WRITTEN INSTRUCTION:
Locate each line in the items below that contains the word "meadow" and copy it out.

RECORDS SUPPLIED:

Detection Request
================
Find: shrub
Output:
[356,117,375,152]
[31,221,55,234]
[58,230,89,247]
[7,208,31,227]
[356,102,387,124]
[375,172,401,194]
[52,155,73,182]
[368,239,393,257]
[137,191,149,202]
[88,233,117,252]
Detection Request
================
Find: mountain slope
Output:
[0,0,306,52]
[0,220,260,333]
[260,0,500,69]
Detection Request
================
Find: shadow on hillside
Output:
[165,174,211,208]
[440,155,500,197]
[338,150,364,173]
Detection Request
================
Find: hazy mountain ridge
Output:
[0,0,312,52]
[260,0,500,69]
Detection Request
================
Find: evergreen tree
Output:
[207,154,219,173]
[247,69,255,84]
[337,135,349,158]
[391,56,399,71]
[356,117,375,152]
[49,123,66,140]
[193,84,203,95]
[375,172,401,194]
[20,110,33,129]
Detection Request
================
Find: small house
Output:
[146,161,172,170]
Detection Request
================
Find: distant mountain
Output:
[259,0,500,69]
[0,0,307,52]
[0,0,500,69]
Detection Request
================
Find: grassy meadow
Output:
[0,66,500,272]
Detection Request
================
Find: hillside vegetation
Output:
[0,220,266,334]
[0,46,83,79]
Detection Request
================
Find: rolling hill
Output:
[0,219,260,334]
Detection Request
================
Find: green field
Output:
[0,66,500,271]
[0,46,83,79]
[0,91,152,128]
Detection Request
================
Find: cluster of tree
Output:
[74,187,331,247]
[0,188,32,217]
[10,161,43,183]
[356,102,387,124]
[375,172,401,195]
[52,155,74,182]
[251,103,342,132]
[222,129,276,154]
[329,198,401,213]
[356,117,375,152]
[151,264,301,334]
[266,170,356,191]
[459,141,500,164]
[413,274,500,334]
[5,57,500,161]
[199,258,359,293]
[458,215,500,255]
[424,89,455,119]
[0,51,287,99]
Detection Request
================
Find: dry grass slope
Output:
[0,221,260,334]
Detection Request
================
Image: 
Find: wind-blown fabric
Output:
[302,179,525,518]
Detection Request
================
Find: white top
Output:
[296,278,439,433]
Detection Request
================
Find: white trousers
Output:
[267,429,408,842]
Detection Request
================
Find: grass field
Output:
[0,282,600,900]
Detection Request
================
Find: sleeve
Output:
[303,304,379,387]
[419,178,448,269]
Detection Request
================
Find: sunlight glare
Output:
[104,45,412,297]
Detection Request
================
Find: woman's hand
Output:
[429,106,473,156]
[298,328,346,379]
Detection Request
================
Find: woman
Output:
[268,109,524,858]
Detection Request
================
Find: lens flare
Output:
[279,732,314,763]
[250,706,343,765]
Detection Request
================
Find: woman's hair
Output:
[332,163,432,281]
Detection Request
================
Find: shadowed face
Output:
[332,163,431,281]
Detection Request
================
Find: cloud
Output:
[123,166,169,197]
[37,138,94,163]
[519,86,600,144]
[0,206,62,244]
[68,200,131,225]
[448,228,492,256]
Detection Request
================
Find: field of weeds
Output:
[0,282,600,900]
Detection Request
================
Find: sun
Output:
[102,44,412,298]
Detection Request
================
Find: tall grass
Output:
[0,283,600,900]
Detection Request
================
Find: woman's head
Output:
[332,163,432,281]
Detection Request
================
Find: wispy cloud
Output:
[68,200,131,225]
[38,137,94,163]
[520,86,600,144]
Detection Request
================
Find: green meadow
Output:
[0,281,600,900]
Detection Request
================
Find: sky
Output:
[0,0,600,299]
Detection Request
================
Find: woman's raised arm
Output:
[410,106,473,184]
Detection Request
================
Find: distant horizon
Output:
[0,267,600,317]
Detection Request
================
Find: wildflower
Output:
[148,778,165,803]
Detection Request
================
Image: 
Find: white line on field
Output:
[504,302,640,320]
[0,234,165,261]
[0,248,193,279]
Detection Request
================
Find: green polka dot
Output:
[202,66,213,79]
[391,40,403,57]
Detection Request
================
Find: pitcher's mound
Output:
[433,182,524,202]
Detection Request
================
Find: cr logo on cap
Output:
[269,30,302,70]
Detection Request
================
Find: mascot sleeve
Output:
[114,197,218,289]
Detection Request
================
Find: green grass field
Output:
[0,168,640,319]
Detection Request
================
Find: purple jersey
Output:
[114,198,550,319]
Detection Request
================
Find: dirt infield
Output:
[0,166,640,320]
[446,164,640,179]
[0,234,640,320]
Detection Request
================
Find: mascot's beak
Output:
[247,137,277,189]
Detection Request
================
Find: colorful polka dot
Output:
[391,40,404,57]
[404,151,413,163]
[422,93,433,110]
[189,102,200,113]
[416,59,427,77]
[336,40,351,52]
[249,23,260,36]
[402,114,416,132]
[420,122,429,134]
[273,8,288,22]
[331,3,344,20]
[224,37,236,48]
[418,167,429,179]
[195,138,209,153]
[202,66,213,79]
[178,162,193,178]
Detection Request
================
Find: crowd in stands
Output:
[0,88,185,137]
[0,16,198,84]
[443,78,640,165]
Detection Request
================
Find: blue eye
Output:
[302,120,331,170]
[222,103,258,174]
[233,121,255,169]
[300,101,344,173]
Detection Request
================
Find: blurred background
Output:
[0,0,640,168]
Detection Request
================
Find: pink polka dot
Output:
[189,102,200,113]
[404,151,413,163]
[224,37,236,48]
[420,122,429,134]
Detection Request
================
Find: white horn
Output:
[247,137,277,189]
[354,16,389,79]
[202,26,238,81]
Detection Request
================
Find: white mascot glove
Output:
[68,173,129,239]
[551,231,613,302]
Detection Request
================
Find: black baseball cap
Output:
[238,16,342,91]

---

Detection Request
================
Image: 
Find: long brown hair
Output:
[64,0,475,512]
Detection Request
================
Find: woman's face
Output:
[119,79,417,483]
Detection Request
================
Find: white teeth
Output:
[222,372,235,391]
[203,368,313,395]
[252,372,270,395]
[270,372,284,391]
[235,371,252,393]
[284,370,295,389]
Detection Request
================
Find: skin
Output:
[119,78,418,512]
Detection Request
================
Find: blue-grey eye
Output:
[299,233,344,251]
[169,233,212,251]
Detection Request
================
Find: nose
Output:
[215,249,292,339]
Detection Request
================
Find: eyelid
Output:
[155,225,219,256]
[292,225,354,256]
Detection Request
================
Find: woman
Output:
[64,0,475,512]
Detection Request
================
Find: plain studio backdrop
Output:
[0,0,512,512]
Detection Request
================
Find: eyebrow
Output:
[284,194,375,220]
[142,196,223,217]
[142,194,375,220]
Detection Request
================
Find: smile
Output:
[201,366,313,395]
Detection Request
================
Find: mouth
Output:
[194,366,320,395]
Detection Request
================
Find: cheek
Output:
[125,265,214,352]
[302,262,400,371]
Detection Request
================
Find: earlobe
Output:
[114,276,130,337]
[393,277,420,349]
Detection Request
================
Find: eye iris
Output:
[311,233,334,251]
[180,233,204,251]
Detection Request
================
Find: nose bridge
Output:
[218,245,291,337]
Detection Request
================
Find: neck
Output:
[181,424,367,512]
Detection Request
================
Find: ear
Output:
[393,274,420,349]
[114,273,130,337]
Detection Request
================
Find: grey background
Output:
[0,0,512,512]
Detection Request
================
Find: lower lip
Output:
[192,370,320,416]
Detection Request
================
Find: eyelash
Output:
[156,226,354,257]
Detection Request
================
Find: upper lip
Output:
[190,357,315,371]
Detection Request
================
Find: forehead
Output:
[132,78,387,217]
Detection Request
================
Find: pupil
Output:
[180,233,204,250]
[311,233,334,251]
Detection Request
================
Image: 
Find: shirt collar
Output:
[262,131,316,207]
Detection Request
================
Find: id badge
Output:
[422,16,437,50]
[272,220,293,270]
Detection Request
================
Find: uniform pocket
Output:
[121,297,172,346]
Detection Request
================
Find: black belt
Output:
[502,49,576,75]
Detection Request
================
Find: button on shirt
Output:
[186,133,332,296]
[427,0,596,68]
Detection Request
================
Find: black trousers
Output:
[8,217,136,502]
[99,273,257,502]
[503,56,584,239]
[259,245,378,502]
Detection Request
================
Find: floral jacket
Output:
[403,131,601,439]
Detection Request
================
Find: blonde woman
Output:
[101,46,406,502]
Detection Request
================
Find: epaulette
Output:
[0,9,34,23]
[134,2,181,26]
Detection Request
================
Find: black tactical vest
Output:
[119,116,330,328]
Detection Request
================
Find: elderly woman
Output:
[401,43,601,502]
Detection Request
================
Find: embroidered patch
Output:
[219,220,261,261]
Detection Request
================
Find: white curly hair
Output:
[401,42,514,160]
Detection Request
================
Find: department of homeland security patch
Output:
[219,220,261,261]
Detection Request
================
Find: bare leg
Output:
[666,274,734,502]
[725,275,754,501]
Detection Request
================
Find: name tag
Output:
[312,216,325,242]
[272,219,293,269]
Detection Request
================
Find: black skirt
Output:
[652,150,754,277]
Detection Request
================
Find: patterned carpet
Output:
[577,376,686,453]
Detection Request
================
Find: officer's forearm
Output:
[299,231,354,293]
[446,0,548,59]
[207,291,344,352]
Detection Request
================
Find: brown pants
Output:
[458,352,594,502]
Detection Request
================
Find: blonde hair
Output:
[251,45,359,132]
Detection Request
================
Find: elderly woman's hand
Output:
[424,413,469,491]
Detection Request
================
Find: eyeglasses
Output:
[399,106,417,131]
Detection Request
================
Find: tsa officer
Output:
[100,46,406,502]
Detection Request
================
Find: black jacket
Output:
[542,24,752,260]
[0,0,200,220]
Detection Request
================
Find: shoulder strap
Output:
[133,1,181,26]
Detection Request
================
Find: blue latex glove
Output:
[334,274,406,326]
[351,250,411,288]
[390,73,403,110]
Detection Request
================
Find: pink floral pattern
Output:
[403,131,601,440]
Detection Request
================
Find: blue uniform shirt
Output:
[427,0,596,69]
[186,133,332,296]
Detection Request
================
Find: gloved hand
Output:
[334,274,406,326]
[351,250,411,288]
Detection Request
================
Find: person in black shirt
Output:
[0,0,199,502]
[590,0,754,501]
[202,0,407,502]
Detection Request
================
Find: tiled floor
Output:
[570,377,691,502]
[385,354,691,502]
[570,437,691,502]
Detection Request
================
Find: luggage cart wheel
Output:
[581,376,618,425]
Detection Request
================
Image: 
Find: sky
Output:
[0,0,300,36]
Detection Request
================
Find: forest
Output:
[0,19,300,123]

CORRECT OUTPUT:
Find: grassy meadow
Find: green meadow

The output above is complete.